═════ RECORD EXCERPTS

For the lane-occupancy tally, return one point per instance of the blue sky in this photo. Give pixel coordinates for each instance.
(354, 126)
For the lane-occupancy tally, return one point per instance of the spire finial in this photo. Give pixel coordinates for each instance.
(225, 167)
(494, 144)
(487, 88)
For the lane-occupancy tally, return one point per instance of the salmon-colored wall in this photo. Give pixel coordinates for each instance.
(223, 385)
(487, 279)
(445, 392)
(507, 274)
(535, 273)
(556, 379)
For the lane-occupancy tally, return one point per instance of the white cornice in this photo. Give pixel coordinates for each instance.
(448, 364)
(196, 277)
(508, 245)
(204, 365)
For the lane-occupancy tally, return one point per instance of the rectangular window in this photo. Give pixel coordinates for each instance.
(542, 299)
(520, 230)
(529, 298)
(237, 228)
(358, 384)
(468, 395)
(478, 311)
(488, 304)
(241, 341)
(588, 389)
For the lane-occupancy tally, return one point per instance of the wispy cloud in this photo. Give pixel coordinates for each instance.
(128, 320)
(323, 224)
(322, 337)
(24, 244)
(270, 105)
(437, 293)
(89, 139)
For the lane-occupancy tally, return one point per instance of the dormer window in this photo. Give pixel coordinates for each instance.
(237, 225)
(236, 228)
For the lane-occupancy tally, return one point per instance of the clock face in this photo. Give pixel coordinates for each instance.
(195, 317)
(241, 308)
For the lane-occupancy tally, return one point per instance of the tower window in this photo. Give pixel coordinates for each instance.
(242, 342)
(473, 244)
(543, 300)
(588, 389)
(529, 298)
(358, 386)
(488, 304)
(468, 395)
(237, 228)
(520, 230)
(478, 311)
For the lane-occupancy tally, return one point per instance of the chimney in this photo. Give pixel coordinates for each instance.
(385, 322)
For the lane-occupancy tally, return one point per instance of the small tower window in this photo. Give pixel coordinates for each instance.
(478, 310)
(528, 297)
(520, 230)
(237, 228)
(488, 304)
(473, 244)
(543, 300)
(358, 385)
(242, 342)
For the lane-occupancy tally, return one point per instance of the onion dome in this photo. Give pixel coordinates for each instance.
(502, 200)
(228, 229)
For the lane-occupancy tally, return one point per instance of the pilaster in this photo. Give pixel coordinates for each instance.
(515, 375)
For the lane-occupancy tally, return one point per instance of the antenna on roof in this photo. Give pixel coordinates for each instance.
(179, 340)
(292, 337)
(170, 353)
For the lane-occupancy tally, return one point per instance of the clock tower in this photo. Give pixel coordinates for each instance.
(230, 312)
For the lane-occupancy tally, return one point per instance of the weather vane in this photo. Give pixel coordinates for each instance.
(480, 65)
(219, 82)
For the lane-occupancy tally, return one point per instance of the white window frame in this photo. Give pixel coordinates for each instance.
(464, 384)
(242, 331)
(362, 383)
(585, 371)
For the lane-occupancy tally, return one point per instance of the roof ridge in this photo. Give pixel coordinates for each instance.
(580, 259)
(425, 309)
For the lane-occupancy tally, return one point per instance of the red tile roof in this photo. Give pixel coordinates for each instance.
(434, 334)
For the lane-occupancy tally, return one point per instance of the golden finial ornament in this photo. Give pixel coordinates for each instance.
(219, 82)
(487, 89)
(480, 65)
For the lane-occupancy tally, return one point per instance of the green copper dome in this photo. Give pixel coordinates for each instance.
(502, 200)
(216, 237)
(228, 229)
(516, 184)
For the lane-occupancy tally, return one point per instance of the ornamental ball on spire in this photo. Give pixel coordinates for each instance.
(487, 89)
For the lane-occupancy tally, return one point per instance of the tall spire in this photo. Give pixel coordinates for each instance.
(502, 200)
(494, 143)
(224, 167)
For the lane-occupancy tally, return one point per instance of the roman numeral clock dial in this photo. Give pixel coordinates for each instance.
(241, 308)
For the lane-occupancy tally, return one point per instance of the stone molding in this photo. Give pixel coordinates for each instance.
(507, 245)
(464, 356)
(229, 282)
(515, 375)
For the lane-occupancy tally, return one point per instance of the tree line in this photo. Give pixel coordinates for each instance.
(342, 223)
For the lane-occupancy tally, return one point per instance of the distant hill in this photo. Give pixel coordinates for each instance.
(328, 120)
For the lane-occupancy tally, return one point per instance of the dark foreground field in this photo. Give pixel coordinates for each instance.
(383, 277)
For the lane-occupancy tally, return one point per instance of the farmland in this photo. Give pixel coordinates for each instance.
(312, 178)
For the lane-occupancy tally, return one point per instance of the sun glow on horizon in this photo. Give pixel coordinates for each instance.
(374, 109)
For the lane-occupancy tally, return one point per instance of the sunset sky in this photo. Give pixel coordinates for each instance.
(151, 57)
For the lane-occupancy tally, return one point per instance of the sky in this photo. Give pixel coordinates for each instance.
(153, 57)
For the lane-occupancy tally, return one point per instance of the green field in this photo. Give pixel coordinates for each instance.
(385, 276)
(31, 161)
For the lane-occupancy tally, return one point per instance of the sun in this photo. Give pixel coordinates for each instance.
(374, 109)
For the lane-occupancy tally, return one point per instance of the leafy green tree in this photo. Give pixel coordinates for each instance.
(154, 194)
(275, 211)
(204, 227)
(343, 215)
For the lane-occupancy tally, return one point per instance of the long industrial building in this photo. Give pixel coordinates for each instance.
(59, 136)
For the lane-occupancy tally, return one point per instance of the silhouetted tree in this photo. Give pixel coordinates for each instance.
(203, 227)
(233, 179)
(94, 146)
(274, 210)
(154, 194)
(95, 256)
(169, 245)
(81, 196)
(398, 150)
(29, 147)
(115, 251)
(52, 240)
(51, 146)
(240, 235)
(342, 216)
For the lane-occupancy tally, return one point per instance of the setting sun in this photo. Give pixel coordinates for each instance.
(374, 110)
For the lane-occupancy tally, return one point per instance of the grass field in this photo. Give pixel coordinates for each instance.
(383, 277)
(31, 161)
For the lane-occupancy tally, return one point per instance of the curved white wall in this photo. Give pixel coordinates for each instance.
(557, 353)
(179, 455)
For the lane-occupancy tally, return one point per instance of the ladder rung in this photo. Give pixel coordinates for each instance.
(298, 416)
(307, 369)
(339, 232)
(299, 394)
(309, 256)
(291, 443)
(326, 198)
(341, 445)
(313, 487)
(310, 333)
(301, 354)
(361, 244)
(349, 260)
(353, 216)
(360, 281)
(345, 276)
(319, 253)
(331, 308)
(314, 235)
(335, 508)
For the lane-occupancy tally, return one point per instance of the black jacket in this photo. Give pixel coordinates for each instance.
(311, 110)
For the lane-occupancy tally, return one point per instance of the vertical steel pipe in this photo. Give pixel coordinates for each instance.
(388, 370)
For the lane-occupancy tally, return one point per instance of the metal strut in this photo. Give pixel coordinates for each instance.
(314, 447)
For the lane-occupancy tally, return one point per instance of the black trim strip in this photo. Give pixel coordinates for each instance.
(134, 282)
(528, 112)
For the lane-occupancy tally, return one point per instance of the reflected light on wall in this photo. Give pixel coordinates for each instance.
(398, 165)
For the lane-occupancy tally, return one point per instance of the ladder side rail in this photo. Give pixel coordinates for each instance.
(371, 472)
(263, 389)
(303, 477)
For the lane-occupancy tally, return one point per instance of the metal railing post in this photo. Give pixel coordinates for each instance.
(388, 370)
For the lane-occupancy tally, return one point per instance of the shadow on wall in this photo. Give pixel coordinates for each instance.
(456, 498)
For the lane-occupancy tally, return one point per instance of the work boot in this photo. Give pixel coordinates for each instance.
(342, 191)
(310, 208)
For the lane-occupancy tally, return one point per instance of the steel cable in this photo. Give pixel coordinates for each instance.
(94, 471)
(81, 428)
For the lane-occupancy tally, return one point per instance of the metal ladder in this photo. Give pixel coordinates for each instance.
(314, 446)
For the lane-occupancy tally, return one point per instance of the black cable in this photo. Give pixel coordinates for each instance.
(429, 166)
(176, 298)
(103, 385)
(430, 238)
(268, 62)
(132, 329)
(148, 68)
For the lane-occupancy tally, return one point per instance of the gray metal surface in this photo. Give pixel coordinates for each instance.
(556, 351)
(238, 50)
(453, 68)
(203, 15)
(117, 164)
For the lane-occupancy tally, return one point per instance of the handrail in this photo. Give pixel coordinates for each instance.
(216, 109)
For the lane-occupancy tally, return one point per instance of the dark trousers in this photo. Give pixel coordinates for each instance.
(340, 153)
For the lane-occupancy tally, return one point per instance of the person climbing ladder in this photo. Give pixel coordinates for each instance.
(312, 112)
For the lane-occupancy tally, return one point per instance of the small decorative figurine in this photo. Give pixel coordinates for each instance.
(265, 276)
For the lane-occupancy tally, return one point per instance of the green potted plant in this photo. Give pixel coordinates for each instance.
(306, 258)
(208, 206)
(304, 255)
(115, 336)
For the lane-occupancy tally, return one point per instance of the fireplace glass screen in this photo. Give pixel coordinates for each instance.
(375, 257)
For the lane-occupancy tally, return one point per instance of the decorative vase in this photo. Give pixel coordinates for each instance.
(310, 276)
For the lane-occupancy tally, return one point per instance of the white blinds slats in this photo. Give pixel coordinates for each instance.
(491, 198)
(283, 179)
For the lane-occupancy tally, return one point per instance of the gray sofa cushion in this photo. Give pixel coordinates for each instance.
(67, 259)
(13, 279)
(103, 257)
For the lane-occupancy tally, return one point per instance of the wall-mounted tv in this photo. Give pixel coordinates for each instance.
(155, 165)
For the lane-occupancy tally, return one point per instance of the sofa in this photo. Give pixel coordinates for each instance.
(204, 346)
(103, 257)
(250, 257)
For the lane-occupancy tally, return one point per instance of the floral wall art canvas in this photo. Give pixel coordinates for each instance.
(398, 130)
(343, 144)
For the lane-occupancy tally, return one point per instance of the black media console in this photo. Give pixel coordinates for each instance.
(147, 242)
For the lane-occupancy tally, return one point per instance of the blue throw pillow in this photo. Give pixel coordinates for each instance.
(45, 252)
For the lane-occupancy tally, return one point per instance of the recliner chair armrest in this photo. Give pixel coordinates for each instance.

══════════

### GOAL
Give again, word for word, every line from the one holding "of the person" to the end of the data.

### RESULT BELOW
For the lane-occupancy tally, return one point per instance of the person climbing ladder in this photo. Give pixel coordinates for each instance.
(312, 112)
For the lane-occupancy tally, return one point per instance of the small decorative figurine in this photo. Give pixel coordinates for each instance.
(265, 276)
For the lane-occupancy tally, return one point per instance of the green potted plant in this photo. Give pixel coordinates for each instance.
(306, 258)
(208, 206)
(304, 255)
(115, 336)
For the lane-occupancy tally, return one point per instance of the fireplace glass screen in this photo. Give pixel coordinates for each instance.
(375, 257)
For the lane-occupancy tally, return one point per instance of the decorative vase in this photo. Give pixel coordinates for each instance.
(310, 276)
For the lane-occupancy tally, return one point per instance of the white blinds slats in this photo. Give pixel coordinates for each instance.
(491, 198)
(283, 179)
For the lane-occupancy tally, return one point per instance of the gray sofa cushion in this photo. Give pixel coordinates for each instance.
(67, 259)
(13, 279)
(103, 257)
For the lane-occupancy tally, return one point per instance of the wall-mounted tv in this photo. Give pixel coordinates for each instance.
(155, 165)
For the lane-occupancy tally, return one point per instance of the sofa in this photo. Give pixel coordinates for each instance.
(204, 346)
(103, 257)
(250, 257)
For the lane-occupancy tally, return one point per instance of the floral wall art canvas in this photo. Give pixel coordinates for each instance.
(398, 130)
(343, 144)
For the lane-occupancy tally, return one point per instance of the black media console in this photo. Give pixel coordinates for each instance.
(147, 242)
For the lane-occupancy tally, return one point per instance of the blue throw pillow in this photo. Give pixel coordinates for each instance.
(45, 252)
For the lane-occupancy tally, return one point per instance of the recliner chair armrest in this photo. Give pixel coordinates for each instance.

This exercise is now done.